PASSAGE:
After the simple vaginoplasty of Gohrbandt it wasn’t until the ’50s that Dr. Georges Burou in Morocco began to use inversion of the penile skin to create a vagina—a neater, and from the perspective of healing, more successful method of vaginoplasty. Hundreds of trans women are said to have passed through Burou’s clinic through the ’60s and ’70s. “I do not transform men into women,” he announced controversially in 1973. “I transform male genitals into genitals that have a feminine aspect. All the rest is in the patient’s head.”

In a sense, Burou could be said to have been correct: It’s now known that there are structures in the brain, constituting parts of the hormonal and emotional regulatory systems, that exhibit differences in neuronal numbers between the sexes. This was shown 20 years ago in a letter to the science journal Nature by a Professor Swaab in Holland: In postmortem studies, trans women had “female numbers” of neurons within these brain structures. A later study from California argued the chain of cause-and-effect was the wrong way around—it was through certain sexual behavior that brain structures altered over time, though this too has been disputed. Either way, in their heads and in their brains, trans women were demonstrably women.

It’s astonishing how much is still to be studied and discovered about gender, sexuality, and the developing brain. It’s becoming apparent there are critical moments in the womb that determine whether we grow up identifying as male, female, or somewhere in between, and neuronal structures within the brain come to reflect these different positions. This isn’t to deny that the expression of identity is enormously influenced by our individual contexts and cultures. The next few years are going to see a gathering appreciation of the many determining factors involved, as well as improvements in surgical techniques.

Many elements of transition recently thought impossible are now looking achievable. In 1999, the feminist academic Germaine Greer wrote, “No so-called sex-change has ever begged for a uterus-and-ovaries transplant; if uterus-and-ovaries transplants were made mandatory for wannabe women they would disappear overnight.” Yet there are reports that one of Gohrbandt’s patients in the ’30s, Lili Elbe, died attempting to receive a uterine transplant. This was more than two decades before even kidney transplantation became possible, and conflicting accounts suggest that Elbe died from an infection following a far more routine procedure of transition surgery. In any case, the last few years have shown Greer’s assertion to be incorrect: Uterine transplants have become technically possible and in 2014 a recipient of such a transplant gave birth. Though no trans woman has yet successfully received a uterine transplant, many have expressed the wish to do so, and the first is likely to be announced within the next few years.

As a doctor my role is to ease suffering and promote health; I’m less interested in the rights and wrongs of gender variance treatments than in whether they help the individual before me to flourish. Gender variance holds a mirror up to the polarization of gender in our own society, which instructs us relentlessly and emphatically to choose. Forcing this choice can be harmful and isn’t backed up by the scientific evidence. We are developing a greater understanding of gender variance and, in tandem, society is developing increasing tolerance toward gender ambiguity.

When in The Waste Land T.S. Eliot wrote of the pain of being trapped between two lives, tortured and unable to be fully accepted in either, the allegorical figure he chose was Tiresias: “throbbing between two lives … I Tiresias have foresuffered all.” The testimony from science, medicine, and gender variant individuals themselves all indicate that the distance between those two lives needn’t be so great, and that sometimes the choice need not be so stark.

[Saved entries]
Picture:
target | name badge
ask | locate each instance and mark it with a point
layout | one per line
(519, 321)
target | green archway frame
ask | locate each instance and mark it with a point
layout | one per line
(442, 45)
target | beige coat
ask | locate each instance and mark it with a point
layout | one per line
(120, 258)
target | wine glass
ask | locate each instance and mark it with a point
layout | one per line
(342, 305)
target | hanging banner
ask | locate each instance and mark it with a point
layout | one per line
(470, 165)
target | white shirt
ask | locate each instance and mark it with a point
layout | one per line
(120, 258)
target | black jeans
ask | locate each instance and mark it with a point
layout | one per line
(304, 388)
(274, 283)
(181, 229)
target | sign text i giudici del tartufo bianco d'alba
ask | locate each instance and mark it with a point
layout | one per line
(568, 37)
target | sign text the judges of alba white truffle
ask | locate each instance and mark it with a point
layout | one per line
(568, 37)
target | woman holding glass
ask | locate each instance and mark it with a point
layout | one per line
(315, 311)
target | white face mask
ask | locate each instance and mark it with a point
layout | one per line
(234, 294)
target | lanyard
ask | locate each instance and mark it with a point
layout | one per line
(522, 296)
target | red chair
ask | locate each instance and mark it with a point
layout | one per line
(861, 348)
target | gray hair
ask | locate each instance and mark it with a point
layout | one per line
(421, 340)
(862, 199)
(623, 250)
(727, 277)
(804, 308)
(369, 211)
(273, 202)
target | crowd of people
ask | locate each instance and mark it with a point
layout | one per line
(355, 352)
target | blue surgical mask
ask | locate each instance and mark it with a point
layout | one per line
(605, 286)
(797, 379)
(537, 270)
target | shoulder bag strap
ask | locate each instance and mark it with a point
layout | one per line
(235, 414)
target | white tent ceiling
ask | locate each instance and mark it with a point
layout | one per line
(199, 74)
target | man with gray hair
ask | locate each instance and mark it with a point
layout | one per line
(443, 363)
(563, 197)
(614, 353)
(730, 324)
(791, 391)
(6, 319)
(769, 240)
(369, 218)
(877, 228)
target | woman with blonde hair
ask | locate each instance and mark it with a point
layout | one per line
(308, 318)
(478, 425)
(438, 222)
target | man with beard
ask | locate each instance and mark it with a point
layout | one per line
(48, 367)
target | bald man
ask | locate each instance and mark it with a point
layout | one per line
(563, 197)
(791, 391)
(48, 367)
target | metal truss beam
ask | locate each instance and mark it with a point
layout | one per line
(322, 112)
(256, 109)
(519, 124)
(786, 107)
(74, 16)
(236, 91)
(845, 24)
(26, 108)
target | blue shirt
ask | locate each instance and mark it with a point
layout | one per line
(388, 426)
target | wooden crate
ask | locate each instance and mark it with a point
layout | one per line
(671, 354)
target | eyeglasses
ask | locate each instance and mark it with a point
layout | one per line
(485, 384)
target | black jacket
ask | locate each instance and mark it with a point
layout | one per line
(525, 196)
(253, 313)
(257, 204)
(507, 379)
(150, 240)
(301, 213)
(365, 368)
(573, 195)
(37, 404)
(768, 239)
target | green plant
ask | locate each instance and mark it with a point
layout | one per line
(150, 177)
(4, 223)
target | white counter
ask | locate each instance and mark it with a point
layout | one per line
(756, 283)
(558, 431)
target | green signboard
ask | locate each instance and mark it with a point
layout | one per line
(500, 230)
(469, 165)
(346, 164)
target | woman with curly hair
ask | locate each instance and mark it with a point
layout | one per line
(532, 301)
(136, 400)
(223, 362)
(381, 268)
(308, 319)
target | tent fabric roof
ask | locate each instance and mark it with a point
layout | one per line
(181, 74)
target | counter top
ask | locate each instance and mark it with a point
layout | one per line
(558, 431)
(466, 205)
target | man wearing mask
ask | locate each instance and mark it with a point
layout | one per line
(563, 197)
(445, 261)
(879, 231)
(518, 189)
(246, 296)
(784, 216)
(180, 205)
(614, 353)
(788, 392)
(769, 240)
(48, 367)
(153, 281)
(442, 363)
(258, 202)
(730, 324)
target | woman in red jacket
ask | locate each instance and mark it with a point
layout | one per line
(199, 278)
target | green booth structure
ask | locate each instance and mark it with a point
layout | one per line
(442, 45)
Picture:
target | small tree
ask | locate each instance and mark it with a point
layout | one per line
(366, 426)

...

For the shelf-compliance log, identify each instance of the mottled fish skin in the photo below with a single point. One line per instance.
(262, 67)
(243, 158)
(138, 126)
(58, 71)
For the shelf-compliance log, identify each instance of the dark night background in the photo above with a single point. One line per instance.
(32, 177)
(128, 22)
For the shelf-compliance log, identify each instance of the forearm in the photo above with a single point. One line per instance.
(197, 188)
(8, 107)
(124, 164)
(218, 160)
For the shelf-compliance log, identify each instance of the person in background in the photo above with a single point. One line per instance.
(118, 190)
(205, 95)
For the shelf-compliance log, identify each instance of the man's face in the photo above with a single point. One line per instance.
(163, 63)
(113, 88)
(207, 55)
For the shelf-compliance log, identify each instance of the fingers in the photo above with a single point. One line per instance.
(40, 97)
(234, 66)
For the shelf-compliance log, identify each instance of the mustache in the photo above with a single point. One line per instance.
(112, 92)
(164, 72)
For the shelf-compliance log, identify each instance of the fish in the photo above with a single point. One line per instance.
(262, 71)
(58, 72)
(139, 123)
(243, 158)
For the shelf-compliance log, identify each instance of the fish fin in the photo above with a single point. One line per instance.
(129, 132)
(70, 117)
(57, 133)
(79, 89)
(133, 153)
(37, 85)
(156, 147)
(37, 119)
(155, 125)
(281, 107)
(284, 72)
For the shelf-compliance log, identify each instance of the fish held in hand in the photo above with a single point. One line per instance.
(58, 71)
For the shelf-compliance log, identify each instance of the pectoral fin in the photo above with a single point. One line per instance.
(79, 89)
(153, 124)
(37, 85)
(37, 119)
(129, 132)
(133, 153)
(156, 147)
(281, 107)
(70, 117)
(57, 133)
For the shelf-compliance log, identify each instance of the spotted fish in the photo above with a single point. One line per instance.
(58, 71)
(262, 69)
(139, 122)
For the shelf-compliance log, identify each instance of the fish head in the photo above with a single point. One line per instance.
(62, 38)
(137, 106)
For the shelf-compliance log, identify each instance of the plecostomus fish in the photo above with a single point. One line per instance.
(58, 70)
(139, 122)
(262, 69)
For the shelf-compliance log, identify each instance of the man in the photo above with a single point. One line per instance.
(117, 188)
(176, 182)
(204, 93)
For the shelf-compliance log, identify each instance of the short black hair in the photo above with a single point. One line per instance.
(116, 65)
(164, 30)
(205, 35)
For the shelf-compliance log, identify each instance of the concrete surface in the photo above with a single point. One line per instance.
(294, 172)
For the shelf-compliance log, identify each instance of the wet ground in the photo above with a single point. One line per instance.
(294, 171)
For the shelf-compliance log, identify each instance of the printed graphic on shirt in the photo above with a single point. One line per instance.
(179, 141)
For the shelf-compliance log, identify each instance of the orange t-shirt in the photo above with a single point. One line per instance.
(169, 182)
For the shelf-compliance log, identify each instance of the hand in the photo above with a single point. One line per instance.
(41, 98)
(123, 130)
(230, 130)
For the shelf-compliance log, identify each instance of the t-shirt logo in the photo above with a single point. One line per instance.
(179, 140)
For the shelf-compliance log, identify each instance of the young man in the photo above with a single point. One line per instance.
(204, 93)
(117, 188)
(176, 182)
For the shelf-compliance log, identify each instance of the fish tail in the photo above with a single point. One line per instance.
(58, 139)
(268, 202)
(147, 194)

ASSIGNED TASK: Can you copy out everything in the passage from "As a doctor" down to "toward gender ambiguity."? Rely on the passage alone, not on the data.

ANSWER FOR THIS EXERCISE:
As a doctor my role is to ease suffering and promote health; I’m less interested in the rights and wrongs of gender variance treatments than in whether they help the individual before me to flourish. Gender variance holds a mirror up to the polarization of gender in our own society, which instructs us relentlessly and emphatically to choose. Forcing this choice can be harmful and isn’t backed up by the scientific evidence. We are developing a greater understanding of gender variance and, in tandem, society is developing increasing tolerance toward gender ambiguity.